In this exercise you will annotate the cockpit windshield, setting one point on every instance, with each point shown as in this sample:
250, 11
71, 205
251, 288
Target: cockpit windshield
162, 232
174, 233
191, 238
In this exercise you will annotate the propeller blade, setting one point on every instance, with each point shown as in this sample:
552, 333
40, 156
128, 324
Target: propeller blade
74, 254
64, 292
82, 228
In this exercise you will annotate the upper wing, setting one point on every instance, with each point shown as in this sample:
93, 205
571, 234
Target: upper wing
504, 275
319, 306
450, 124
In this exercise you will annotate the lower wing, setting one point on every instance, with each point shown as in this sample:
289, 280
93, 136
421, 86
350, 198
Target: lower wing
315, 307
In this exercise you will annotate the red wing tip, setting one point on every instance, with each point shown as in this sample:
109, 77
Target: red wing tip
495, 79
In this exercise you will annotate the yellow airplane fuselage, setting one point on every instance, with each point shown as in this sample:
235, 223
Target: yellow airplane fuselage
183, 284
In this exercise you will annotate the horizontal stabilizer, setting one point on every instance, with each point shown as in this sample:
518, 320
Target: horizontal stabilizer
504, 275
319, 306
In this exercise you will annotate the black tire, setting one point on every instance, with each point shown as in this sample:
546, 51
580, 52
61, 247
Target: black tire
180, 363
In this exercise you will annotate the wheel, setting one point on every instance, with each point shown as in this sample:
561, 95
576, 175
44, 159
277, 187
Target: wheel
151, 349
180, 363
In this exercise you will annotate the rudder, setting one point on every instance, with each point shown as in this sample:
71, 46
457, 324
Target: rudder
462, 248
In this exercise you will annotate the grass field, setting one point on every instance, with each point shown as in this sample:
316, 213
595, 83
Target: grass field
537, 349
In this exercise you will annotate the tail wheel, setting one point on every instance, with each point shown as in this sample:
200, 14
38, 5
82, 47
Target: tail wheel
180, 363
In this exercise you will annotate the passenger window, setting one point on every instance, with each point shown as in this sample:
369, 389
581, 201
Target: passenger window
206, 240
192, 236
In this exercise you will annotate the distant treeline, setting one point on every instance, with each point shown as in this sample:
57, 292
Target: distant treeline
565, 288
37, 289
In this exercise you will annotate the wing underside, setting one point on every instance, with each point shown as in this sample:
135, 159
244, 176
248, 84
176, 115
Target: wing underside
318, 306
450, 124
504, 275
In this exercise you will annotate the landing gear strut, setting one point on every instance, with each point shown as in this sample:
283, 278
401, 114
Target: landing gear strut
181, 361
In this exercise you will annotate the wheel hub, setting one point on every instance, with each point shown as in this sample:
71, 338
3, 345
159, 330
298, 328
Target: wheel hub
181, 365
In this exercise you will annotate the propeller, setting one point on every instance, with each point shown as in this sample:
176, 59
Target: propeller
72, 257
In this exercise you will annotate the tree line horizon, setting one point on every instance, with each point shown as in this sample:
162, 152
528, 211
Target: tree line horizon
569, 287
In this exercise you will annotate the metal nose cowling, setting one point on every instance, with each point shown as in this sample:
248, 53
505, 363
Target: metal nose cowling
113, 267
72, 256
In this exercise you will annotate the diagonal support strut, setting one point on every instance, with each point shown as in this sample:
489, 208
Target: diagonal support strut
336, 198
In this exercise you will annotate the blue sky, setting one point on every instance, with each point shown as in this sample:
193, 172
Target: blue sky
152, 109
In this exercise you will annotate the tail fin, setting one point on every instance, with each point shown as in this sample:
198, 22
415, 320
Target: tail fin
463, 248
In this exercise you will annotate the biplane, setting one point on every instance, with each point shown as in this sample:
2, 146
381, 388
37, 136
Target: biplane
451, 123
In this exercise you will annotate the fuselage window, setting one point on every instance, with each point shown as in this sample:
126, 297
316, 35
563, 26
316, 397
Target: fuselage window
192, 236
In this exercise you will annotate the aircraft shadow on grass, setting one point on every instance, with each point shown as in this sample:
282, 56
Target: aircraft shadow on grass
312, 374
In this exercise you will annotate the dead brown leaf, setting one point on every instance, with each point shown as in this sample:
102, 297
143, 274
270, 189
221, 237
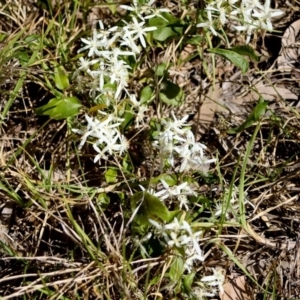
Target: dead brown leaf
236, 288
290, 48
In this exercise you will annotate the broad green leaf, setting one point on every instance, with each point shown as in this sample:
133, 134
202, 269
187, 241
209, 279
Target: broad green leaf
146, 94
95, 108
188, 281
258, 111
60, 108
176, 269
237, 59
171, 93
246, 50
110, 175
23, 57
61, 79
151, 207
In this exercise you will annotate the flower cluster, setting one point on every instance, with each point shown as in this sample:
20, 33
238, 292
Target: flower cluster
246, 15
177, 193
175, 141
180, 234
108, 71
105, 134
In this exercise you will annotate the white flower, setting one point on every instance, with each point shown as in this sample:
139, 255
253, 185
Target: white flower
100, 155
85, 64
140, 116
221, 11
267, 13
175, 226
248, 28
100, 74
217, 279
138, 30
93, 44
175, 126
175, 240
123, 146
129, 41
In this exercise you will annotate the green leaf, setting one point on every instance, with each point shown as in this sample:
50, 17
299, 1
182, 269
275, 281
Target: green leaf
61, 79
188, 281
103, 200
171, 93
258, 111
151, 207
176, 269
110, 175
60, 108
161, 70
246, 50
170, 179
232, 56
146, 94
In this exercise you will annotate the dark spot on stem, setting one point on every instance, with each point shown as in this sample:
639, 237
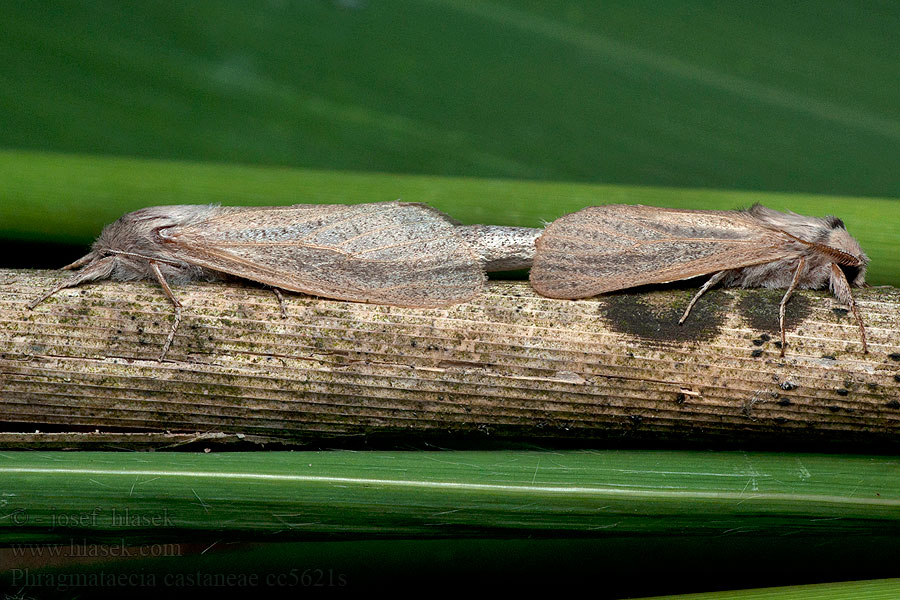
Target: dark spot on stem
654, 316
760, 309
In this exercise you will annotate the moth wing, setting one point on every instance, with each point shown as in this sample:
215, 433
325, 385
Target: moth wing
606, 248
387, 253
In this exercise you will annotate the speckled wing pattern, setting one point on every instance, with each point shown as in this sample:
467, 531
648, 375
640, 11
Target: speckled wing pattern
395, 253
606, 248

++++++++++

Without the pictures, output the full listing exactly as it stands.

# RESPONSE TO THIS EXERCISE
In this exercise you will annotate the cockpit windshield, setting one point on every instance, with each point shown as in this sample:
250, 11
71, 205
251, 288
Target: cockpit windshield
162, 232
174, 233
191, 238
In this exercise you will annotate the propeller blade, setting one point on every instance, with each point shown as in this sample:
552, 333
40, 156
128, 324
Target: propeller blade
74, 254
64, 292
82, 228
In this exercise you will annotate the upper wing, setting one point on every instance, with each point shown as in this sample:
93, 205
571, 234
Target: upper wing
504, 275
319, 306
450, 124
In this exercise you will annotate the lower wing, setting one point on every instance, with each point shown as in this sample:
289, 280
93, 136
421, 86
350, 198
Target: lower wing
315, 307
In this exercise you will annotate the red wing tip, setting one point on every instance, with each point shown as in this sample:
109, 77
Target: red wing tip
495, 79
In this exercise you will annotate the yellow airplane fuselage, setting one point on every instance, with each point shown as in this sample:
235, 223
Target: yellow airplane fuselage
183, 284
In this exercise you will annotate the horizontal stabilizer, setting one point on every instance, with each point shown as in this sample:
518, 320
Target: horizontal stabilizer
504, 275
319, 306
In this exercise you will annotate the black tire, setting one point on every instance, with each point shown as in this sample:
546, 51
580, 52
61, 247
Target: black tire
180, 363
In this exercise you will annotate the wheel, setting one point on every instance, with each point shown as in this sample:
561, 95
576, 175
44, 159
277, 187
Target: wheel
151, 349
180, 363
In this exercise you will annotate the rudder, setting one point on every instance, with each point shown as in this sample:
71, 46
457, 324
Target: rudder
462, 248
In this exercise you will annotate the grass field, setting one point on every instance, with each point shown as in this sample:
316, 213
595, 83
Target: grass field
537, 349
In this exercise you will annotate the tail wheel, setting one point on every instance, with each point shown as in this sample:
200, 14
38, 5
82, 47
Target: tail wheel
180, 363
In this exercise you will annotate the passenger window, setting one point on every instance, with each point shown as in this sample:
369, 389
581, 201
Target: passenger window
206, 240
192, 236
In this exercise you will annotate the distant treeline, setting one point on every instance, with each point shown as in this sample:
57, 292
Target: distant treeline
565, 288
37, 289
In this exercise you will annotate the wing underside, setting one point on every instance, with each point shown as in this sample:
135, 159
244, 176
248, 84
176, 115
Target: wing underside
318, 306
450, 124
504, 275
In this exercise you will annotate the landing gear strut, setting one point on every instance, with each point shown as in this sample:
283, 278
401, 114
Target: landing gear strut
181, 361
In this exercise you will annotate the wheel hub, setting one point on every instance, with each point shown as in this sample:
71, 338
3, 345
159, 330
298, 328
Target: wheel hub
181, 365
In this exercise you will annotate the propeller, setting one point on every instance, with each point shown as in this sample:
176, 59
Target: propeller
72, 257
In this exercise you will annotate the tree line horizon, setting one point on every instance, with each point shown as in this sample:
162, 152
528, 211
Target: tree line horizon
569, 287
In this exercise you will annotate the metal nose cowling, setting one point on every instance, with each point shown as in this sample:
248, 53
505, 363
Target: metal nose cowling
113, 267
72, 256
In this exercise you will annotate the diagonal support strut, setting one point on every instance, with each point shown as in this sample:
489, 208
Target: diagonal support strut
336, 198
In this exercise you will annotate the blue sky, setting one point on every instance, with each point shown as in this sample:
193, 172
Target: blue sky
152, 109
In this exercise you will annotate the tail fin, setting one point on every instance, with each point shown as in this sample:
198, 22
415, 320
Target: tail fin
463, 248
In this exercise you will annotate the biplane, setting one point on every instance, with each point shown as in this sample:
2, 146
381, 388
37, 136
Target: biplane
451, 123
In this exercise you will annotate the fuselage window, setting one point on every instance, with each point shown as in this sample:
126, 297
316, 35
563, 26
316, 397
Target: fuselage window
192, 236
In this exercise you will annotate the aircraft shadow on grass, setting one point on every instance, with each point shown as in this sample:
282, 56
Target: aircraft shadow on grass
312, 374
In this exercise you will annotate the dead brown leaf, setting one point on every instance, with each point shown as in this sample:
102, 297
143, 274
270, 189
221, 237
Target: dead brown leaf
236, 288
290, 48
In this exercise you will annotate the broad green leaf, setting one point on every instance, with each point shown as in this sample:
133, 134
202, 269
187, 241
209, 279
Target: broad green leaf
146, 94
95, 108
188, 281
258, 111
60, 108
176, 269
237, 59
171, 93
246, 50
110, 175
23, 57
61, 79
151, 207
In this exercise you will annotate the flower cluster, setting one point on every instance, with each point shown as in this sample:
20, 33
238, 292
Target: flower cluster
246, 15
177, 193
175, 141
180, 234
108, 71
105, 134
In this exercise you will annotate the white flower, setting one point on every instance, with each point shown as in this sample:
139, 255
253, 185
Target: white flower
100, 155
85, 64
140, 116
221, 11
267, 13
175, 226
248, 28
100, 74
217, 279
138, 30
93, 44
175, 126
175, 240
123, 146
129, 41
In this exercise you will annotate the green leaf, setting one point on every instance, with each point shown as in this sample:
50, 17
299, 1
182, 269
275, 281
Target: green leaf
61, 79
188, 281
103, 200
171, 93
258, 111
151, 207
176, 269
110, 175
60, 108
161, 70
246, 50
170, 179
232, 56
146, 94
In this exercise you will annotate the dark spot on stem, setting one point on every instance, with each point shown as in this sample:
639, 237
Target: dark spot on stem
654, 316
760, 309
In this exercise you will annotate the moth wing, setting one point on every instance, with each point shown as in this sample:
215, 433
325, 385
Target: moth wing
606, 248
387, 253
In this exercise you will annotate the speckled wing pattern, setting one point on every instance, with each point shown as in this sample:
467, 531
648, 375
640, 11
Target: speckled wing pattern
395, 253
606, 248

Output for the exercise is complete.